RADARSUMEDANG.ID, MAJALENGKA–Potensi perempuan dalam memberikan kontribusinya terhadap pembangunan saat ini masih dirasa belum optimal. Hal itu bisa dibuktikan dengan beberapa hal, seperti masih rendahnya Tingkat Partisipasi Angkatan Kerja (TPAK) perempuan dan tingginya kekerasan terhadap perempuan.
Kemudian rendahnya keterlibatan perempuan di ruang publik, terlihat dari dunia politik di mana jumlah perempuan yang menduduki kursi parlemen masih jauh di bawah batas afirmasi keterwakilan 30 % perempuan. Begitujuga di level manajerial, jumlah perempuan yang menduduki level manajerial maupun bidang dan profesional masih rendah.
Untuk itu dibutuhkan koordinasi yang kuat dari semua pemangku kepentingan mulai dari Pemerintah di semua tingkat (pusat sampai daerah) menjadi solusi untuk menjawab berbagai permasalahan terkait perempuan.
“Selain terus adanya peningkatan partisipasi, sinergitas lembaga profesi dan dunia usaha, media, organisasi agama dan kemasyarakatan serta akademisi dan tidak terkeculi dengan peran aktif dari para pegiat perempuan itu sendiri, yang harus terdepan dalam mengawal kebijakan yang pro perempuan,” ujar Anggota DPRD Provinsi Jawa Barat H Ridwan Solichin, SIP, MSi saat didaulat menjadi narasumber dalam pelatihan pendidikan karakter bagi perempuan pegiat sosial, politik dan pendidikan.
Dalam seminar yang diikuti 100 perempuan pegiat sosial, politik, budaya, ekonomi dan pendidikan di Kabupaten Majalengka pada Minggu (18/12/2022) itu memaparkan materi dengan tema Perempuan dan Kekuatan Karakter Indonesia.
Kang RinSo memaparkan sejumlah data terkait kontribusi perempuan Indonesia dalam berbagai bidang yang dilansir dari laporan Kementerian Pemberdayaan Perempuan dan Anak (PPA) RI di semua bidang.

**Arahan Tugas a:** Tuliskan ulang baris-baris dalam daftar di bawah, mulai dari baris yang memuat "Teacher note: indicate the football player in blue" sampai baris yang memuat "point(384, 86)", termasuk kedua baris itu.
Daftar di bawah ini sama sekali tidak berhubungan dengan teks bacaan.

**Bahan Tugas:**
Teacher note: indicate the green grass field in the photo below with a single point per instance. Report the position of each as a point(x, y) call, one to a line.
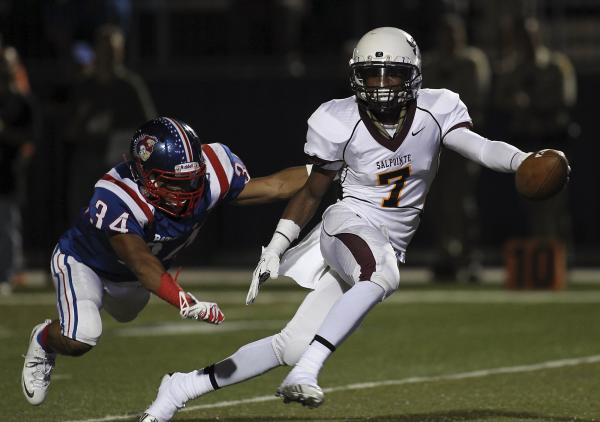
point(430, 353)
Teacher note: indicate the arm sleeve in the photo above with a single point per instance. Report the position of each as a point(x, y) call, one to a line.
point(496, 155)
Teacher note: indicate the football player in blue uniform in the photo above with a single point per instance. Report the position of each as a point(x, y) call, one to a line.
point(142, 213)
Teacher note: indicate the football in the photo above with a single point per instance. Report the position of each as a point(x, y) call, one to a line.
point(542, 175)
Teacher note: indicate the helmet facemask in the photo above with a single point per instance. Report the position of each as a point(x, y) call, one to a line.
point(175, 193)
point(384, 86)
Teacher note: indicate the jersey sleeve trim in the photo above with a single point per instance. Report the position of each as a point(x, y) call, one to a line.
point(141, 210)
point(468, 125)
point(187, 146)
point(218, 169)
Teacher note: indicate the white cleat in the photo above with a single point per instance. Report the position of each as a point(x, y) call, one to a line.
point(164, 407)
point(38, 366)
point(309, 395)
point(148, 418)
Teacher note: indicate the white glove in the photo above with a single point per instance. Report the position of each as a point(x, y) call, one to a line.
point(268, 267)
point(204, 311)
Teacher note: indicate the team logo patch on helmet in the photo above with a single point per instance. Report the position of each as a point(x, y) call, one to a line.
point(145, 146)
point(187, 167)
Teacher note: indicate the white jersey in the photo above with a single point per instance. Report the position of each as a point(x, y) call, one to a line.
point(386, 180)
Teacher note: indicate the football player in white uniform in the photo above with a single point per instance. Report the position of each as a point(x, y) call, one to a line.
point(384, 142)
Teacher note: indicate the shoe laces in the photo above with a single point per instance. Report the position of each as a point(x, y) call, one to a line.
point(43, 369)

**Arahan Tugas b:**
Jawab pertanyaan berikut berdasarkan teks bacaan.
(i) Berapa persen batas afirmasi keterwakilan perempuan di parlemen?
(ii) Berapa jumlah perempuan yang mengikuti seminar di Kabupaten Majalengka?
(iii) Apa tema materi yang dipaparkan dalam seminar tersebut?

**Jawaban a:**
Teacher note: indicate the football player in blue uniform in the photo above with a single point per instance. Report the position of each as a point(x, y) call, one to a line.
point(142, 213)
Teacher note: indicate the football in the photo above with a single point per instance. Report the position of each as a point(x, y) call, one to a line.
point(542, 175)
Teacher note: indicate the helmet facemask in the photo above with a single point per instance. Report the position of each as a point(x, y) call, one to a line.
point(175, 193)
point(384, 86)

**Jawaban b:**
(i) 30 %
(ii) 100 perempuan
(iii) Perempuan dan Kekuatan Karakter Indonesia